> Excerpt
◆ ◆ ◆

Some of the things we did…
Toured two hospitals to learn about how the women who made it to a hospital, labored.
We went to the Navajo Community College, lived on campus for a couple of nights, and took some classes. We had a beautiful ceremony in a Hogan with a Medicine Man who was also a college professor.
An old medicine woman took us gathering medicinal plants. Then we went back to the classroom and learned about them.
We went to a Navajo home for a traditional meal, all cooked outdoors.
We had a healing ceremony with Ursula.
We did drumming.
Went to a Navajo church service.
And more….
And also we did some sightseeing. Namely at Canyon De Chelly and at Monument Valley. (finally I get to my point!:-)
The only thing I had concerns about was coming to Monument Valley, where I’d had such a strong and frightening reaction a few years earlier. We were traveling by bus, and as we approached the area I felt anxious, wondering if the bad vibes would happen again.
But no. Nothing. No bad vibes. We stayed at Gouldings Lodge, less than a mile from where I am right now. I felt fine, had a great time and made wonderful memories.
Present time. As I approached the area from the north now, I wondered…how would I feel this time, so many years later?
Well, again, there was nothing bad. My mind felt clear. I felt sentimental about the memories of that very special time, 20 years ago, but nothing frightening, like before.

My campsite. I love it!
I do have sad moments here. I feel the poverty all around me. Winter is coming. I have full hook ups here at Gouldings Campground. That’s more than the residents of the area have. I see huge water tanks in the beds of their trucks. They come to Gouldings to get water from the well and take it back home. Frequently they have no electricity either, and no central heating or cooling. Life isn’t easy for them, but for so many it is life as they have always known it. I feel sorry for the stray homeless dogs that come to the tourist places, like this campground, in hopes of being fed. And yes, I’ve been feeding them.
We’ve had rain and now it’s sunny but the wind is buffeting my little home and it’s cold outside. I’ve been to the Tribal Park twice. It usually costs $20 to drive a car in, and through Monument Valley, and there is no senior discount here. Except both days that I went there they were ‘closed’. It turns out that all that was actually closed was the pay booth and the visitor center. The road to the valley was open, as was the campground and the gift shop. It was nice to save some money that way since Gouldings Campground is probably the most expensive place I’ve stayed ever, at $190.44 for 4 nights. The view and the surroundings are priceless though.
Now that I’ve driven through the Tribal Park camping area with no bad vibes or ill effects, I would certainly camp there, too. It’s about $20 a night. No hook ups, and just red dirt, but again the view is priceless. You are right out there face to face with the ‘mittens’.
For these people…the Dine’, as Navajo’s call themselves, there is a need to learn the old ways and there is a need to learn the new ways…and a need to understand the benefits of both, and combine them. That’s kind of what our classes focused on 20 years ago, and it’s useful and helpful for all of us to learn these things, not just the Dine’. (that mark is supposed to go over the ‘e’, but I don’t know how to do that.)

I’m the blue dot.

Amazing landscape…

These are the ‘mittens’ I spoke of. See, left hand, right hand?

Left hand. 🙂

Selfie.

Bad road! And you don’t want to come here during or right after a rain.

You’ve probably seen similar scenes in old western movies.

My campsite from a distance. Hardly anyone here.

See the trail in the lower left corner. This is near our camp. I took the previous picture of our camp from this trail.

More scenery on the trail.

The scene from standing in my doorway.

◆ ◆ ◆

> Point-per-instance localization data
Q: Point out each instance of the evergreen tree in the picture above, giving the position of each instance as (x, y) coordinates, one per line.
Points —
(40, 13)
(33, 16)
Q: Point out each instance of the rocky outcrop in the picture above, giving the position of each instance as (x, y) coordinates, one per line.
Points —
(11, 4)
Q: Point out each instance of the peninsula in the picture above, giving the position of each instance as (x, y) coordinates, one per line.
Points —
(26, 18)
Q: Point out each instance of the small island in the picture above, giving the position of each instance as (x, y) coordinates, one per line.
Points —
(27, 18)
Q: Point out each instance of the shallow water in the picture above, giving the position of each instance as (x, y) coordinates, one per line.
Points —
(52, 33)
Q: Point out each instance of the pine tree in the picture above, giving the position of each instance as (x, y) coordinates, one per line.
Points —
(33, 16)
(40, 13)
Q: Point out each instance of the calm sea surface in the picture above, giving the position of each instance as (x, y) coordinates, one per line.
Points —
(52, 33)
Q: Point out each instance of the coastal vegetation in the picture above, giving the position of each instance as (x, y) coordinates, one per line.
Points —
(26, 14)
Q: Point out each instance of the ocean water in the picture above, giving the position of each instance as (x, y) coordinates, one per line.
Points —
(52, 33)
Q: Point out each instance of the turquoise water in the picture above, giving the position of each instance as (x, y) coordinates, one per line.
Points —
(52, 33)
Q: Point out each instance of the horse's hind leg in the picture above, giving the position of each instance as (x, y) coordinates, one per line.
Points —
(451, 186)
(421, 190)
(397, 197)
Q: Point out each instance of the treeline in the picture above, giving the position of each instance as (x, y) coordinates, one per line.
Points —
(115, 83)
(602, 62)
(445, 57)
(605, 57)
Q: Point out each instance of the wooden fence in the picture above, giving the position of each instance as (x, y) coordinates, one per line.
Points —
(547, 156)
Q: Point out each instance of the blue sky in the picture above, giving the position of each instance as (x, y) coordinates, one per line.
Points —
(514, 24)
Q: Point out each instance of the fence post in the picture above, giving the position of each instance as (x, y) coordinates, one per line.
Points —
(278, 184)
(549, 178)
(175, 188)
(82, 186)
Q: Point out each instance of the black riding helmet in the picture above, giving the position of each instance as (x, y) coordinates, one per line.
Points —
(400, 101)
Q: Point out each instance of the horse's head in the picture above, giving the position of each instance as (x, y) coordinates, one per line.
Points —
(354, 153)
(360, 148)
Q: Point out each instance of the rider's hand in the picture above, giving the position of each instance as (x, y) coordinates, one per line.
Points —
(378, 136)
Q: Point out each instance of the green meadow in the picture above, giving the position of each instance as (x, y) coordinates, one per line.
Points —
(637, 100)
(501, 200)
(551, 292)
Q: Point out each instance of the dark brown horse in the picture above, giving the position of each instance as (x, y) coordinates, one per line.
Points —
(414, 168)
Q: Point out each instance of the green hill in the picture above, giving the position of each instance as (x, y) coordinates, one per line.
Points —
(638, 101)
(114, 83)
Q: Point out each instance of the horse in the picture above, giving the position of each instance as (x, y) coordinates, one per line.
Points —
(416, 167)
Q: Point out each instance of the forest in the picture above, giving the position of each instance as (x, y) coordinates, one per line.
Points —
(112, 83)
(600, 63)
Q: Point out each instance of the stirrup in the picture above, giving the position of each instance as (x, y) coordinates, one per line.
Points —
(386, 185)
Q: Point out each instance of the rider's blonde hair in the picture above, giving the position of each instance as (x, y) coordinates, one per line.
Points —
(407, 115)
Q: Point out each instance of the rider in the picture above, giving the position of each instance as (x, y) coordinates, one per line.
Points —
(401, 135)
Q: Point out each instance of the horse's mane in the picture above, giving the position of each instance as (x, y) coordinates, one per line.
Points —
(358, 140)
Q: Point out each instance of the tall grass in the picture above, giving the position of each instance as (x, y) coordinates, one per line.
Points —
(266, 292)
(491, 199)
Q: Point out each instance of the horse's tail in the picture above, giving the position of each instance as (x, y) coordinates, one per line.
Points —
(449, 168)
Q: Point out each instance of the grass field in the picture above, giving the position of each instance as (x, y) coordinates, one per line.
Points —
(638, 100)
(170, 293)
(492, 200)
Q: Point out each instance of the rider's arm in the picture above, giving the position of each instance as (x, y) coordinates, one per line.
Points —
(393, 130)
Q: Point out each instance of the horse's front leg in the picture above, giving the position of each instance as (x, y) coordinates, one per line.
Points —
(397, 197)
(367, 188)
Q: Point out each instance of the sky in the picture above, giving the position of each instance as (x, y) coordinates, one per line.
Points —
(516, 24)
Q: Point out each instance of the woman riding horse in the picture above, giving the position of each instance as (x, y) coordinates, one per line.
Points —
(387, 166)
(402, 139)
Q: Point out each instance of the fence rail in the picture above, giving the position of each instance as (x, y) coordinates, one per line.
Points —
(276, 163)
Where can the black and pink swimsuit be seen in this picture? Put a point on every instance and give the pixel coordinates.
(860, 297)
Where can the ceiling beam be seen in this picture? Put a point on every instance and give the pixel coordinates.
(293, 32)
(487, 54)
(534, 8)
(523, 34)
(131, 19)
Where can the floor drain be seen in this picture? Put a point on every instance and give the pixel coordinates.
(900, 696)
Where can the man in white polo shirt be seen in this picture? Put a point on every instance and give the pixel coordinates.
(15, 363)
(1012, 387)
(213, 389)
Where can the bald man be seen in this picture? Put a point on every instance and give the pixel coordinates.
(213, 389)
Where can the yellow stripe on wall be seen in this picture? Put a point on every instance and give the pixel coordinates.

◆ ◆ ◆

> Directions
Update the stretch of the Monument Valley account from "For these people…the" through "the blue dot.", putting "advantages" in place of "benefits". Answer from the Monument Valley account only.

> Answer below
For these people…the Dine’, as Navajo’s call themselves, there is a need to learn the old ways and there is a need to learn the new ways…and a need to understand the advantages of both, and combine them. That’s kind of what our classes focused on 20 years ago, and it’s useful and helpful for all of us to learn these things, not just the Dine’. (that mark is supposed to go over the ‘e’, but I don’t know how to do that.)

I’m the blue dot.